Source excerpt:
# Math Help - Continuity

1. ## Continuity

Hey everyone, I can't figure this problem out:

Find the constants a and b that will make the following function continuous everywhere.

f(x)=
• $a cosx$ if x<0
• sin $\left(\frac{pi}{2}x+3)$ if 0<=x<=2
• $x^2-x+b$ if x>2

2. Originally Posted by bodel
Hey everyone, I can't figure this problem out:

Find the constants a and b that will make the following function continuous everywhere.

f(x)=
• $a cosx$ if x<0
• sin $\left(\frac{pi}{2}x+3)$ if 0<=x<=2
• $x^2-x+b$ if x>2
I assume you are aware of the definition of continuity at a point ...

$\displaystyle \lim_{x \to 0^+} f(x) = \sin(3)

Record list:
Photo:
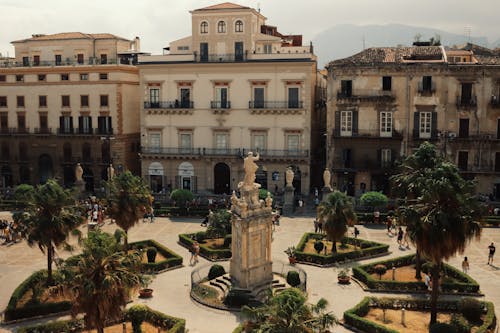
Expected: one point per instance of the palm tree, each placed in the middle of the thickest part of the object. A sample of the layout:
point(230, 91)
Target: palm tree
point(442, 213)
point(288, 312)
point(101, 279)
point(129, 198)
point(409, 184)
point(49, 215)
point(336, 213)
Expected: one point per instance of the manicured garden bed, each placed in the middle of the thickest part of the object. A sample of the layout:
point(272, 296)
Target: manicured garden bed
point(453, 281)
point(32, 298)
point(165, 257)
point(152, 321)
point(210, 248)
point(356, 249)
point(368, 315)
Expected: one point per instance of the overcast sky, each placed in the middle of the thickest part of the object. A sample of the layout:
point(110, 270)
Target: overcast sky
point(157, 22)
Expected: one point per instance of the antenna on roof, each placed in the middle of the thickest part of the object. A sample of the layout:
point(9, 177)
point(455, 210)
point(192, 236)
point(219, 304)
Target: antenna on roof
point(468, 31)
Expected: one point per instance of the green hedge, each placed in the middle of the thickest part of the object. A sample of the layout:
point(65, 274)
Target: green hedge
point(464, 284)
point(365, 249)
point(32, 310)
point(205, 251)
point(355, 316)
point(155, 318)
point(172, 258)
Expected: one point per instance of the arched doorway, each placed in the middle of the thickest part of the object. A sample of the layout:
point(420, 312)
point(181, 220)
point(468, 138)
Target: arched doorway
point(297, 179)
point(222, 179)
point(261, 177)
point(156, 173)
point(186, 178)
point(45, 168)
point(24, 175)
point(88, 178)
point(6, 176)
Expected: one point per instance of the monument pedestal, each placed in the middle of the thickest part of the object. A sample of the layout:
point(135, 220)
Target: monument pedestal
point(325, 191)
point(251, 265)
point(288, 199)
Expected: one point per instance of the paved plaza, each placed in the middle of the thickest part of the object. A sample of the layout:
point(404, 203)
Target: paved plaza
point(171, 288)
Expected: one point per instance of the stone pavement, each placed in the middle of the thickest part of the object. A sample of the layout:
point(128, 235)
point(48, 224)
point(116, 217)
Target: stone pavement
point(171, 289)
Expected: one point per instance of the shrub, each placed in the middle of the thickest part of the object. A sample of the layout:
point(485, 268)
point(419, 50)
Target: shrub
point(442, 328)
point(293, 278)
point(216, 271)
point(227, 240)
point(460, 323)
point(200, 236)
point(181, 196)
point(380, 270)
point(373, 199)
point(318, 246)
point(472, 309)
point(151, 254)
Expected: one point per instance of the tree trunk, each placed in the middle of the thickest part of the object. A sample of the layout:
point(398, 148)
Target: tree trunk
point(125, 241)
point(434, 292)
point(50, 254)
point(418, 266)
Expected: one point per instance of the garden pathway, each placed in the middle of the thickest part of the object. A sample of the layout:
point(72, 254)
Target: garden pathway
point(171, 289)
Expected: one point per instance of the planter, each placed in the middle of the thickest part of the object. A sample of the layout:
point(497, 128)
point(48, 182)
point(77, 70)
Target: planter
point(344, 279)
point(146, 293)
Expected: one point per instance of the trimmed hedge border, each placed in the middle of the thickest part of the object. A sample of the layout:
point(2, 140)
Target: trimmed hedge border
point(362, 273)
point(367, 249)
point(156, 318)
point(173, 260)
point(12, 313)
point(355, 317)
point(206, 252)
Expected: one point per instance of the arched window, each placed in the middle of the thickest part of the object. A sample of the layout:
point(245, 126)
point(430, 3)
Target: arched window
point(204, 27)
point(221, 27)
point(238, 26)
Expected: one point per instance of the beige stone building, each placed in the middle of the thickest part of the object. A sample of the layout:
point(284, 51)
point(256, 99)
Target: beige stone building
point(235, 85)
point(69, 98)
point(384, 102)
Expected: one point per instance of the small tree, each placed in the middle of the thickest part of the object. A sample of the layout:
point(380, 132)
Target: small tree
point(373, 199)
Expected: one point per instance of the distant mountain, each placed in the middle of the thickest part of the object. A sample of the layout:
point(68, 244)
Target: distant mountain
point(344, 40)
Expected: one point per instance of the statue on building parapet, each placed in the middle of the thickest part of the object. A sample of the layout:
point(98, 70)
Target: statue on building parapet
point(78, 173)
point(289, 177)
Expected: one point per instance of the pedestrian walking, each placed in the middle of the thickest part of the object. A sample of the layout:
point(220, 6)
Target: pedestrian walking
point(465, 265)
point(491, 253)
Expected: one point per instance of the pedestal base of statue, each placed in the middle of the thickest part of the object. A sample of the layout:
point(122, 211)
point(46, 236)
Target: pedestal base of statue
point(80, 188)
point(251, 265)
point(288, 200)
point(325, 191)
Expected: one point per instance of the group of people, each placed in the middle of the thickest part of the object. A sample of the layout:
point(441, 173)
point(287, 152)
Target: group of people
point(9, 231)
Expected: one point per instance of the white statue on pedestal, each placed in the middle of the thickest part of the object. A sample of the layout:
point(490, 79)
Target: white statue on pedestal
point(79, 172)
point(326, 178)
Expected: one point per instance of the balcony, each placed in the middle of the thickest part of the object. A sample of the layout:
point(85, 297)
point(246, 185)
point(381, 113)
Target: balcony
point(426, 90)
point(227, 152)
point(42, 131)
point(274, 105)
point(368, 134)
point(220, 104)
point(464, 103)
point(365, 95)
point(66, 62)
point(169, 105)
point(495, 102)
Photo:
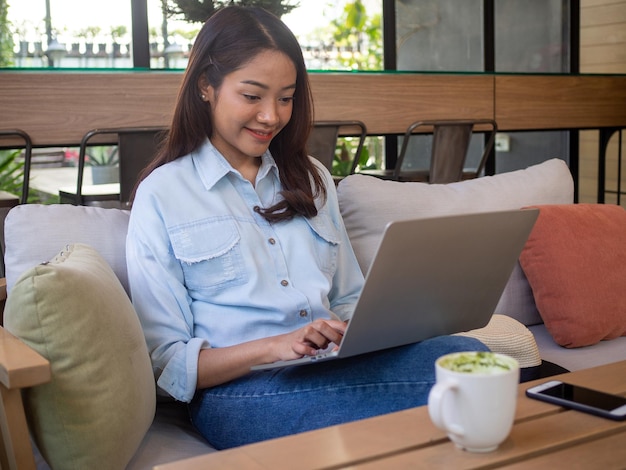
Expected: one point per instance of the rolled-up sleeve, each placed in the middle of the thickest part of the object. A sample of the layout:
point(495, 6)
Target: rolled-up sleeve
point(161, 301)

Task statement: Translate into Spanish this sentence from the continuity thread: "Find the constants a and b that will make the following function continuous everywhere." The listing plays no part in what comes next.

Correct result: Encuentra las constantes a y b que harán que la siguiente función sea continua en todas partes.